作業データ -
········
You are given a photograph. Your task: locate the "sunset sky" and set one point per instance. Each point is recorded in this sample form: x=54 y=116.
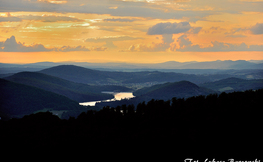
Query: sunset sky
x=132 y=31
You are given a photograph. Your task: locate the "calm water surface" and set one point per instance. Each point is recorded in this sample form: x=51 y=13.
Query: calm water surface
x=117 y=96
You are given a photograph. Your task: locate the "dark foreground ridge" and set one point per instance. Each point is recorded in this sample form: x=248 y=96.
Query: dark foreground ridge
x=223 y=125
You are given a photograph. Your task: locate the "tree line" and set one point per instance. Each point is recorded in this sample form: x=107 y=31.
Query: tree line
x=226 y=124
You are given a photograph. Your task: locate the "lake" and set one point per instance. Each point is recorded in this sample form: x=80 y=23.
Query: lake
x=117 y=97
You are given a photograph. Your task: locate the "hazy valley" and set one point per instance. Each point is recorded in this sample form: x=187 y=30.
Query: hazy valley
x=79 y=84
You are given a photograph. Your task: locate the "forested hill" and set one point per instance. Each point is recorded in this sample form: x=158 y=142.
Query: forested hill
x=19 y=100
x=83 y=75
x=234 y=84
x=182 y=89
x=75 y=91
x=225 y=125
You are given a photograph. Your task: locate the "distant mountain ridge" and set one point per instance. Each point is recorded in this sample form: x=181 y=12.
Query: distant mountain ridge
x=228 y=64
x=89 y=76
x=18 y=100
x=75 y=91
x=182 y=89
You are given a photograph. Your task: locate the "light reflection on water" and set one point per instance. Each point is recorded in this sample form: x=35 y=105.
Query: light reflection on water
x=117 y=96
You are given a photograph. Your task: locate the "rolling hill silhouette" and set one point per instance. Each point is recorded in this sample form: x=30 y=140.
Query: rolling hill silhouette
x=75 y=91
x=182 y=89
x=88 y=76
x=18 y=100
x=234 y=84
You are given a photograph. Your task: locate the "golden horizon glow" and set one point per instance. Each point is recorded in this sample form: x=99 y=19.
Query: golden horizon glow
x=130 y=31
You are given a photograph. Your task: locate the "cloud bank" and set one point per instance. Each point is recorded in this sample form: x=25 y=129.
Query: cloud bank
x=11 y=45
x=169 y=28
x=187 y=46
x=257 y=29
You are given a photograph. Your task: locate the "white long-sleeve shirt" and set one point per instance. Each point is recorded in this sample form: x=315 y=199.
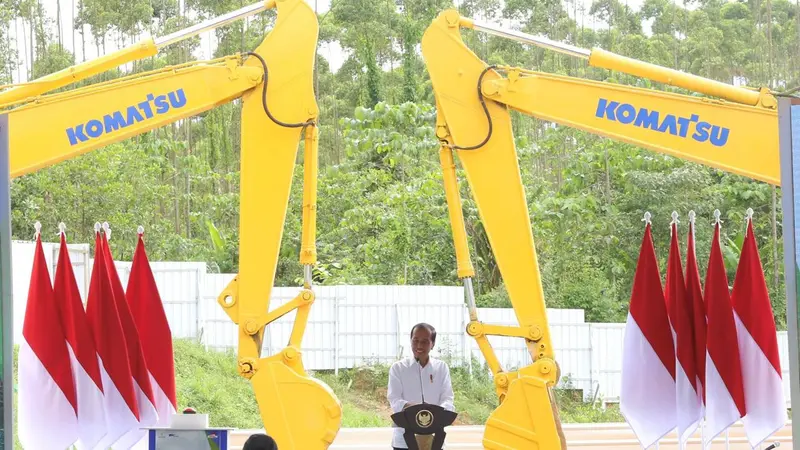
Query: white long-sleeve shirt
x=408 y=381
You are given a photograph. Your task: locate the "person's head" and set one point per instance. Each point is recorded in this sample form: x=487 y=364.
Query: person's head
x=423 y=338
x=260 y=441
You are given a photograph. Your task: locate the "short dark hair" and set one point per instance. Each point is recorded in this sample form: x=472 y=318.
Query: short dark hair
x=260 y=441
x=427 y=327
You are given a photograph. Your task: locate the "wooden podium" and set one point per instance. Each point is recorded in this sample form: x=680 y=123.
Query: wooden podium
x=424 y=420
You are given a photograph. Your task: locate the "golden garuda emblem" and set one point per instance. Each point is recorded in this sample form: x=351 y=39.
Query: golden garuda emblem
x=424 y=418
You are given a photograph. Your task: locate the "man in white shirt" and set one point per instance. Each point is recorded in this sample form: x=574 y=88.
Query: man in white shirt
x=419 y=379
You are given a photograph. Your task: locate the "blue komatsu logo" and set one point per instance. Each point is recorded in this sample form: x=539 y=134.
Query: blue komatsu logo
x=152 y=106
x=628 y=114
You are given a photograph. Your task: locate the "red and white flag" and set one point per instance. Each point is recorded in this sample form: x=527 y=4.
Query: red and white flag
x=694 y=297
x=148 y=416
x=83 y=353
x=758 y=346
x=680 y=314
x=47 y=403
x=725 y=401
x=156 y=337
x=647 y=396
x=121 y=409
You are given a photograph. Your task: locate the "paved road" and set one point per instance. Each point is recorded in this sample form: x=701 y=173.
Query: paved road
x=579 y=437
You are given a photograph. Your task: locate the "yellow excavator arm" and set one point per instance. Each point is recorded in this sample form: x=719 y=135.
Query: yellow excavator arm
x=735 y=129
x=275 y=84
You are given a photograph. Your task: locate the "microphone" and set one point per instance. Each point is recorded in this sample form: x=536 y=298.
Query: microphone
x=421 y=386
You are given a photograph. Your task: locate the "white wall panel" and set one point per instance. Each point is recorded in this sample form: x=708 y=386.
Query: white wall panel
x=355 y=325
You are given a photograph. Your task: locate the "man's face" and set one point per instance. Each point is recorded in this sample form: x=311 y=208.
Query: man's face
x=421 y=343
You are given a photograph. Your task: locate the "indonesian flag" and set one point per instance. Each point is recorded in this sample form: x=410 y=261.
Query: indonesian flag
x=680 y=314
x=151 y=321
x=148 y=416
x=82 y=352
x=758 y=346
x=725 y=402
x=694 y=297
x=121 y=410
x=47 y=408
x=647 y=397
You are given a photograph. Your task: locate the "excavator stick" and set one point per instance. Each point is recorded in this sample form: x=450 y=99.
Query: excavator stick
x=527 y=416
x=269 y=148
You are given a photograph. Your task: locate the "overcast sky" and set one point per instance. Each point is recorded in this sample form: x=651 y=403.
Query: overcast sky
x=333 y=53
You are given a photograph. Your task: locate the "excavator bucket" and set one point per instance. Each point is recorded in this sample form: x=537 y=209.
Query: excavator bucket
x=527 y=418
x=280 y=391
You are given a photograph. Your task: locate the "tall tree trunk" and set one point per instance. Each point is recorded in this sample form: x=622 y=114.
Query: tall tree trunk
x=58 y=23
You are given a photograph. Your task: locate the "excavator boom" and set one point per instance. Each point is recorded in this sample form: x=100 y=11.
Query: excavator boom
········
課題概要 -
上の記録すべてについて、「photograph」を「image」に置き換え、ほかは一切変えずに書き直してください。画像は答えに含めないでください。

記述回答 -
You are given a image. Your task: locate the "sunset sky" and set one point per instance. Each point is recorded in this sample form: x=54 y=116.
Query: sunset sky
x=132 y=31
You are given a image. Your task: locate the "calm water surface" and set one point per instance. Each point is recorded in this sample form: x=51 y=13.
Query: calm water surface
x=117 y=96
You are given a image. Your task: locate the "dark foreground ridge" and set one point per instance. Each point is recorded in this sample form: x=248 y=96.
Query: dark foreground ridge
x=223 y=125
You are given a image. Your task: locate the "tree line" and set one point per instance. Each point is recorded in this sample form: x=107 y=31.
Query: tree line
x=226 y=124
You are given a image. Your task: locate the "lake" and set one point per instance. Each point is recorded in this sample form: x=80 y=23.
Query: lake
x=117 y=97
You are given a image. Your task: locate the "hazy valley" and set one point per instance. Each point is recorded in this sample form: x=187 y=30.
Query: hazy valley
x=79 y=84
You are given a image. Your task: locate the "forested hill" and set one point per instance. Each point is recorded in this sample form: x=158 y=142.
Query: forested hill
x=19 y=100
x=83 y=75
x=234 y=84
x=182 y=89
x=75 y=91
x=225 y=125
You are given a image. Your task: locate the "distant mountain ridge" and set one point per instance. Each point is recorded in this sample form: x=181 y=12.
Query: distant mountain ridge
x=228 y=64
x=89 y=76
x=18 y=100
x=75 y=91
x=182 y=89
You are given a image. Your task: locate the "light reflection on water" and set one point per instance. Each point is recorded in this sample form: x=35 y=105.
Query: light reflection on water
x=117 y=96
You are given a image. Your task: locate the "rolling hill silhouette" and set one point per instance. Each point is recorded in this sample form: x=30 y=140.
Query: rolling hill silhouette
x=75 y=91
x=182 y=89
x=88 y=76
x=18 y=100
x=234 y=84
You are given a image. Your task: locate the "golden horizon glow" and set one point per instance. Each point is recorded in this sample form: x=99 y=19.
Query: golden horizon glow
x=130 y=31
You are given a image. Your task: locate the "cloud bank" and set one point per instance. Each point is recorded in this sample form: x=25 y=129.
Query: cloud bank
x=11 y=45
x=169 y=28
x=187 y=46
x=257 y=29
You are given a image. Your task: locate the "white long-sleeve shirt" and set one point per instance. Each point is recorded in this sample form: x=315 y=199.
Query: white long-sleeve shirt
x=408 y=381
You are given a image. Your task: locate the "person's head" and set one point per instance. Each point is recorded in this sample form: x=487 y=364.
Query: person's head
x=423 y=338
x=260 y=441
You are given a image. Your task: locate the "short dark hair" and set one point per instance. Each point is recorded in this sample form: x=472 y=318.
Query: short dark hair
x=260 y=441
x=427 y=327
You are given a image. Your task: locate the "wooden podium" and set one point per instance. Each point is recorded in this sample form: x=680 y=123.
Query: wooden podium
x=424 y=420
You are given a image. Your task: locate the "golden garuda emblem" and set one point per instance. Each point is recorded in this sample form: x=351 y=39.
Query: golden garuda emblem
x=424 y=418
You are given a image. Your task: locate the "man in white shirt" and set one point per instance. Each point is recorded in this sample form: x=574 y=88.
Query: man in white shirt
x=419 y=379
You are given a image. Your task: locate the "blue komatsu logo" and set one point per instance. Each point is recorded in this sample form: x=539 y=134.
Query: blue komatsu logo
x=152 y=106
x=628 y=114
You are given a image. Your task: locate the "red and white flag" and set one point per instance. Each point is recorded in this sample form: x=527 y=4.
Query: red and white flag
x=694 y=297
x=148 y=416
x=83 y=353
x=758 y=346
x=680 y=314
x=47 y=403
x=725 y=401
x=156 y=337
x=647 y=396
x=121 y=409
You are given a image. Your task: locate the "paved road" and set one point per instance. Each point is recorded in this sample form: x=701 y=173.
Query: paved road
x=579 y=437
You are given a image. Your task: locate the "yellow excavator arm" and set one point per instance. Each point is recorded in this sample form: x=719 y=135.
Query: yellow excavator arm
x=735 y=129
x=275 y=84
You are given a image. Your task: locate the "microphone" and set one point per instance. Each point is recorded in this sample form: x=536 y=298.
Query: microphone
x=421 y=386
You are given a image. Your task: locate the "white wall panel" and set one point per instance. Each point is recorded in this sample form: x=708 y=386.
Query: white wall panel
x=355 y=325
You are given a image. Your task: locate the "man's face" and set one point per instance. Each point is recorded in this sample form: x=311 y=208.
Query: man's face
x=421 y=343
You are given a image. Your task: locate the "indonesian flag" and set one point per instance. Each point is recorded in this sample form: x=410 y=261.
Query: indonesian flag
x=680 y=314
x=151 y=321
x=148 y=416
x=82 y=352
x=758 y=346
x=725 y=402
x=694 y=297
x=121 y=410
x=47 y=408
x=647 y=397
You are given a image. Your task: locate the "excavator stick" and set one point per instance. Each point is recorded in this sample form: x=450 y=99.
Query: excavator stick
x=527 y=416
x=269 y=148
You are given a image. Your task: locate the "overcast sky" and set one point per instance. Each point is recorded in this sample form: x=651 y=403.
Query: overcast sky
x=333 y=53
You are given a image. Your task: locate the "excavator bucket" and set one point per instance. Each point is recorded in this sample form: x=537 y=209.
Query: excavator bucket
x=527 y=418
x=280 y=391
You are given a image. Your task: locate the "tall tree trunk" and set one point per instance. Each point is recorded in this sample form: x=622 y=114.
Query: tall tree trunk
x=58 y=23
You are given a image. Your task: locate the "excavator boom" and set one point per instance. Each point is recorded in this sample form: x=100 y=11.
Query: excavator boom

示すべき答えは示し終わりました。